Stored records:
Segment Open

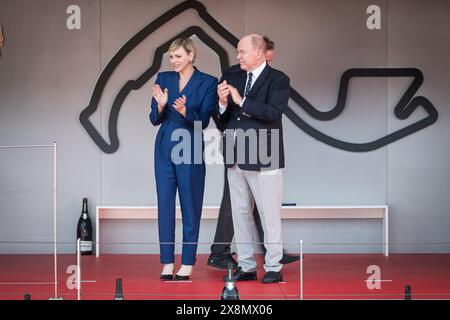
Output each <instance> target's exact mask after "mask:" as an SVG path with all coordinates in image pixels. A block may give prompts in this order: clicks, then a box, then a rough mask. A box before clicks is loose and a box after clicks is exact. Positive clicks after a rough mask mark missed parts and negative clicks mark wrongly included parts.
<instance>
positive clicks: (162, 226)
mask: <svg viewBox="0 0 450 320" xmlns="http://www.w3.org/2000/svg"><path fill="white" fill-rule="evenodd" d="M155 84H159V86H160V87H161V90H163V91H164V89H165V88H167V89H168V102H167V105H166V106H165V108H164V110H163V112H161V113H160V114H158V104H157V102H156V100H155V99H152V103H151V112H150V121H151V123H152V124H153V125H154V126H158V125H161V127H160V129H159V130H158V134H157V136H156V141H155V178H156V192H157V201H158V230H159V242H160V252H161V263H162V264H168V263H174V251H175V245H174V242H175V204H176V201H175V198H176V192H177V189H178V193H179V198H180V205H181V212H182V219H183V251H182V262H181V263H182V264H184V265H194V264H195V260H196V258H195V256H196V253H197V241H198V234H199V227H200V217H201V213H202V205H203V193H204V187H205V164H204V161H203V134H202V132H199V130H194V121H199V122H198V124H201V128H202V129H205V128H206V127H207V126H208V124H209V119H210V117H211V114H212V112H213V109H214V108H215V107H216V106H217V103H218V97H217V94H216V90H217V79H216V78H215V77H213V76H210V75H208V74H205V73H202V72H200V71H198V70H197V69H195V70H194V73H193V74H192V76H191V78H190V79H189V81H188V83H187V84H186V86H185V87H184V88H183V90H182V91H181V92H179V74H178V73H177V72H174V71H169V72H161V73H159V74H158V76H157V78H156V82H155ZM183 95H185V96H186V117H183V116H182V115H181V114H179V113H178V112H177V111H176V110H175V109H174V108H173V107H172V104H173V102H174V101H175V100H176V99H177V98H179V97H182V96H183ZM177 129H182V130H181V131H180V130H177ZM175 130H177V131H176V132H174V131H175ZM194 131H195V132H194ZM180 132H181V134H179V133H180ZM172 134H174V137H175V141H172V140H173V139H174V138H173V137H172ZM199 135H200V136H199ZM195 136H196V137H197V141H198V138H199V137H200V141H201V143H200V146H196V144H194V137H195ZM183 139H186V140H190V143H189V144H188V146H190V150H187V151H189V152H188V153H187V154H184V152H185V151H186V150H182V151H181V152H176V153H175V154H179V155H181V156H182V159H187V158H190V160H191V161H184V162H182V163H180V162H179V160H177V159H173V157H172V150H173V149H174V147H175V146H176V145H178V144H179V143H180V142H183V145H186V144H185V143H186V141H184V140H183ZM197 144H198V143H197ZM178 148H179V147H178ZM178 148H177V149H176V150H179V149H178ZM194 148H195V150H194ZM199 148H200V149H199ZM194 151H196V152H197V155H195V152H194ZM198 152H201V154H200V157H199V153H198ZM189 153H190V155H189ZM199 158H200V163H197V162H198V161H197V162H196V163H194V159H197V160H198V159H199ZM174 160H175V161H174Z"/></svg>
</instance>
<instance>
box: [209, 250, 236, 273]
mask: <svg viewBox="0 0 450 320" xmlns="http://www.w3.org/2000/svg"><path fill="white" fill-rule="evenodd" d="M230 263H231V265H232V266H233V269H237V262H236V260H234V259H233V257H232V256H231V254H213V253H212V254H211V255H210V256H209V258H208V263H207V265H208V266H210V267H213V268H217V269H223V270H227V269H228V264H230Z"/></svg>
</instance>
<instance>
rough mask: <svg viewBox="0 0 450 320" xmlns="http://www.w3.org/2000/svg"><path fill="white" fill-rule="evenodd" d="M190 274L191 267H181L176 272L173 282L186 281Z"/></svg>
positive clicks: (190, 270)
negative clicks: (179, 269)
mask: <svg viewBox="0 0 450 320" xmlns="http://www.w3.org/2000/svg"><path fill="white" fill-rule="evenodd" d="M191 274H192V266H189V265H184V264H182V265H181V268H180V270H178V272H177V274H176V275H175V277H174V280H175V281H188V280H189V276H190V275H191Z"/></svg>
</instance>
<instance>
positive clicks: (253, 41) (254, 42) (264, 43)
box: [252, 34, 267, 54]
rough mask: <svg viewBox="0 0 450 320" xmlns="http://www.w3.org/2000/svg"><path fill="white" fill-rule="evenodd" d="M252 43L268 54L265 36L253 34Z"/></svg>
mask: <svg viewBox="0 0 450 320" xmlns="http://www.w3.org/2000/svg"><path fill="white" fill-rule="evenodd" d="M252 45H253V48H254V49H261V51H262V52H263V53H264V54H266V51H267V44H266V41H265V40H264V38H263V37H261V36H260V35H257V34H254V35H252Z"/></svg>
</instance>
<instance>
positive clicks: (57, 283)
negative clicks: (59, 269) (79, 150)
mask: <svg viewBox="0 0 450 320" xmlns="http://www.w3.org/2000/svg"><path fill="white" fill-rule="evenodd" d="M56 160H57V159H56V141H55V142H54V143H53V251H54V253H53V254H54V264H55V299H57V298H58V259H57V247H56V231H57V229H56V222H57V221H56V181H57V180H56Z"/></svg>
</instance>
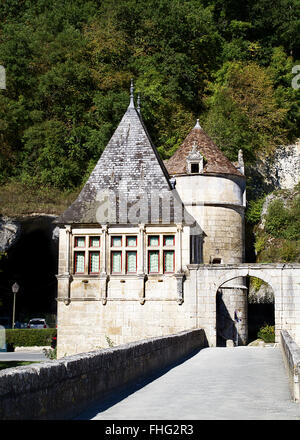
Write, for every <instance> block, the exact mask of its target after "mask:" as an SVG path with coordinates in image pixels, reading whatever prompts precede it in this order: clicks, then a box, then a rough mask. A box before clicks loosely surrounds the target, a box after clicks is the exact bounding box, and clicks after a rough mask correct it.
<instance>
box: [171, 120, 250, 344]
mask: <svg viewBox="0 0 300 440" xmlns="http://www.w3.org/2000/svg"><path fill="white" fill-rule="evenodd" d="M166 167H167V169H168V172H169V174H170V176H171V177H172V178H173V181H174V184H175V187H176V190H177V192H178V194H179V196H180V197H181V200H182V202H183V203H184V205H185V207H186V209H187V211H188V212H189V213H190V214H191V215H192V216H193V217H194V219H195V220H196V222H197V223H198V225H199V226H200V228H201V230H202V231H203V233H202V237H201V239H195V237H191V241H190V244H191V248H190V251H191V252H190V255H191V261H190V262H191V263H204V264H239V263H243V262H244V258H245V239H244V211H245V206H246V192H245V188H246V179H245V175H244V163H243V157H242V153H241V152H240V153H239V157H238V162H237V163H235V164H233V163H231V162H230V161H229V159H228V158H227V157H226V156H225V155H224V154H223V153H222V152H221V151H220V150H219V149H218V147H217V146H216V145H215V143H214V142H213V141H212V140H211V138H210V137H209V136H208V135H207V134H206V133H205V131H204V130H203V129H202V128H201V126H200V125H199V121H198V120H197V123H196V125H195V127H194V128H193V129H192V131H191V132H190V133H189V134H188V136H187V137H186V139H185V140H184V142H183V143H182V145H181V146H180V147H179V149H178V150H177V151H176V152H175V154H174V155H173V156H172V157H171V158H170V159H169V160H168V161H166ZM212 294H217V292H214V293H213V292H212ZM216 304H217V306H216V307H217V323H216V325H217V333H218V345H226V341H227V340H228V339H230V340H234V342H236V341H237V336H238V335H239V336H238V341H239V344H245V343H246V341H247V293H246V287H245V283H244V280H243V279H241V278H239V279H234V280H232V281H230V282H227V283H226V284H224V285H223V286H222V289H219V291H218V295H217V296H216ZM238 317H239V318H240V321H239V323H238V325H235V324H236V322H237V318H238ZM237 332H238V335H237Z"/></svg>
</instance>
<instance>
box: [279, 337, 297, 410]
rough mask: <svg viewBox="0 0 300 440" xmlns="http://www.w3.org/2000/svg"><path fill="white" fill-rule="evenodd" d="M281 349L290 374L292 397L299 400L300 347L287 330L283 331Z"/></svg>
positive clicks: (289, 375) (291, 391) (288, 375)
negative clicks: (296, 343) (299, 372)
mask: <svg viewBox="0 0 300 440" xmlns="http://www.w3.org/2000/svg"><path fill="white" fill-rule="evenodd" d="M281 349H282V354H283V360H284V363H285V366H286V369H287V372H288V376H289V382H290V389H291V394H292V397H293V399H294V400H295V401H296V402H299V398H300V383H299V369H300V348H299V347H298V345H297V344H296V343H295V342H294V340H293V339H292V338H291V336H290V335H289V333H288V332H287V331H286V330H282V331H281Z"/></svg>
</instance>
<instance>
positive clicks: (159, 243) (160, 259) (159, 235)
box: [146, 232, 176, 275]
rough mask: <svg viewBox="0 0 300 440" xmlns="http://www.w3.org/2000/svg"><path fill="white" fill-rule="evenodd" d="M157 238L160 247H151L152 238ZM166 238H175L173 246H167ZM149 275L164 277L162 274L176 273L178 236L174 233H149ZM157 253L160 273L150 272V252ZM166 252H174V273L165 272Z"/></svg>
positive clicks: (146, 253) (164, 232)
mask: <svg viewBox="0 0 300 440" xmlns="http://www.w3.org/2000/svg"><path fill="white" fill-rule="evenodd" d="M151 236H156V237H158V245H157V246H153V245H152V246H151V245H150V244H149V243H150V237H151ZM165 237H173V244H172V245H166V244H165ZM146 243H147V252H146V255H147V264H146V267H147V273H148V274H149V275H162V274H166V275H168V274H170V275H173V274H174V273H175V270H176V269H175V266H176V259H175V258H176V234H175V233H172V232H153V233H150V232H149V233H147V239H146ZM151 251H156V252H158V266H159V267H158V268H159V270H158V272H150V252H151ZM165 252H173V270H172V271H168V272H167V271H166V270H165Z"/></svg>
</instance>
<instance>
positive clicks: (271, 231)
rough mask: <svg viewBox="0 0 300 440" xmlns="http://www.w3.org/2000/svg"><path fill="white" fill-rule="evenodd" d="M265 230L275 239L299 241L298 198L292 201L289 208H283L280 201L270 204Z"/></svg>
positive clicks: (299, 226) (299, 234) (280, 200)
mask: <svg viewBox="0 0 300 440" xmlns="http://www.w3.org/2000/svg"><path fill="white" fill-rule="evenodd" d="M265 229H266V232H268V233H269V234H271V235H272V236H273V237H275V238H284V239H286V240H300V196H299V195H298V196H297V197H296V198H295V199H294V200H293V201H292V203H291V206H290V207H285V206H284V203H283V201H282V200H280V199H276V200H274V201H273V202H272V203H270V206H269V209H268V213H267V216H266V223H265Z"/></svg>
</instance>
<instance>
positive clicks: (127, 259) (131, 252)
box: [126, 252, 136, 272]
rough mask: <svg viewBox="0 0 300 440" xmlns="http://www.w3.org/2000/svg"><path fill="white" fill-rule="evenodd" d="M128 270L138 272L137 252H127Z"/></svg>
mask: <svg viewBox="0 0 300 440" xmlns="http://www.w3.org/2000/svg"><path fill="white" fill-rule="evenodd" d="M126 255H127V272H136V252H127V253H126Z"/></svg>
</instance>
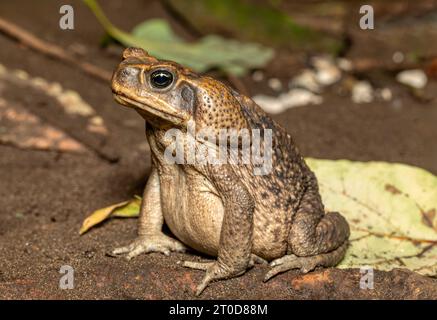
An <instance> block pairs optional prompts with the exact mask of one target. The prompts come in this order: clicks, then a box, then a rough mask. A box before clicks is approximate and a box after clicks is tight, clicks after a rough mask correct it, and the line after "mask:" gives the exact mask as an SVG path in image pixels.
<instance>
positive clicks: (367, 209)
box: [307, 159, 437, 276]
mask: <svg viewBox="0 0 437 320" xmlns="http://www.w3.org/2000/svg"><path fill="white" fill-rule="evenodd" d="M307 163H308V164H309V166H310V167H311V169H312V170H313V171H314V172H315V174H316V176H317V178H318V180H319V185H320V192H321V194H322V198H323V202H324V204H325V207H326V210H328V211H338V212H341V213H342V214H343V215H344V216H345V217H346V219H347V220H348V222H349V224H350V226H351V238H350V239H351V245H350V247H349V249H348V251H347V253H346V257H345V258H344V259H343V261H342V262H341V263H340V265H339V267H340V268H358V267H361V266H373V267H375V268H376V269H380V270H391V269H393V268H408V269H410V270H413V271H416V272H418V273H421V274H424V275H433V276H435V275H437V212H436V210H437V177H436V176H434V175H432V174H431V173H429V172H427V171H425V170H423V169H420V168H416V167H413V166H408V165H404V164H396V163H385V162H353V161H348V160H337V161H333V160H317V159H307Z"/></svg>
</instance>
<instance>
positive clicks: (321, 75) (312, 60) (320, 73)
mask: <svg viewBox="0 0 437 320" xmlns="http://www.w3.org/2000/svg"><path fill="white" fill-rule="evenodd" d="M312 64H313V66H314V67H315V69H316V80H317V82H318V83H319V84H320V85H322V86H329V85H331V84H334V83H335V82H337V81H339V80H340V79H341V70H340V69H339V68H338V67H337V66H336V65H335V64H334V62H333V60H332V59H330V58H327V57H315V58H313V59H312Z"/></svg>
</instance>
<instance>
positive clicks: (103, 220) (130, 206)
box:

Segment Closed

**WHAT IS NEEDED:**
From the line containing "positive clicks: (367, 209)" through the last line of the entries above, print each line exactly as it stands.

**ANSWER SPACE:**
positive clicks: (367, 209)
box: [307, 159, 437, 276]
mask: <svg viewBox="0 0 437 320" xmlns="http://www.w3.org/2000/svg"><path fill="white" fill-rule="evenodd" d="M307 163H308V164H309V166H310V167H311V169H312V170H313V171H314V172H315V174H316V176H317V178H318V180H319V185H320V192H321V194H322V198H323V202H324V204H325V207H326V210H328V211H338V212H341V213H342V214H343V215H344V216H345V217H346V219H347V220H348V222H349V224H350V226H351V238H350V239H351V245H350V247H349V249H348V251H347V253H346V257H345V258H344V259H343V261H342V262H341V263H340V265H339V267H340V268H358V267H361V266H373V267H375V268H376V269H380V270H391V269H393V268H408V269H410V270H413V271H416V272H418V273H421V274H424V275H433V276H435V275H437V212H436V210H437V177H436V176H434V175H432V174H431V173H429V172H427V171H425V170H423V169H420V168H416V167H413V166H408V165H404V164H396V163H385V162H353V161H348V160H337V161H333V160H317V159H307Z"/></svg>
</instance>
<instance>
positive clicks: (321, 75) (312, 60) (320, 73)
mask: <svg viewBox="0 0 437 320" xmlns="http://www.w3.org/2000/svg"><path fill="white" fill-rule="evenodd" d="M312 64H313V66H314V67H315V69H316V80H317V82H318V83H319V84H320V85H322V86H329V85H331V84H334V83H335V82H337V81H339V80H340V79H341V70H340V69H339V68H338V67H337V66H336V65H335V64H334V62H333V60H332V59H330V58H327V57H315V58H313V59H312Z"/></svg>
</instance>
<instance>
positive clicks: (103, 220) (130, 206)
box:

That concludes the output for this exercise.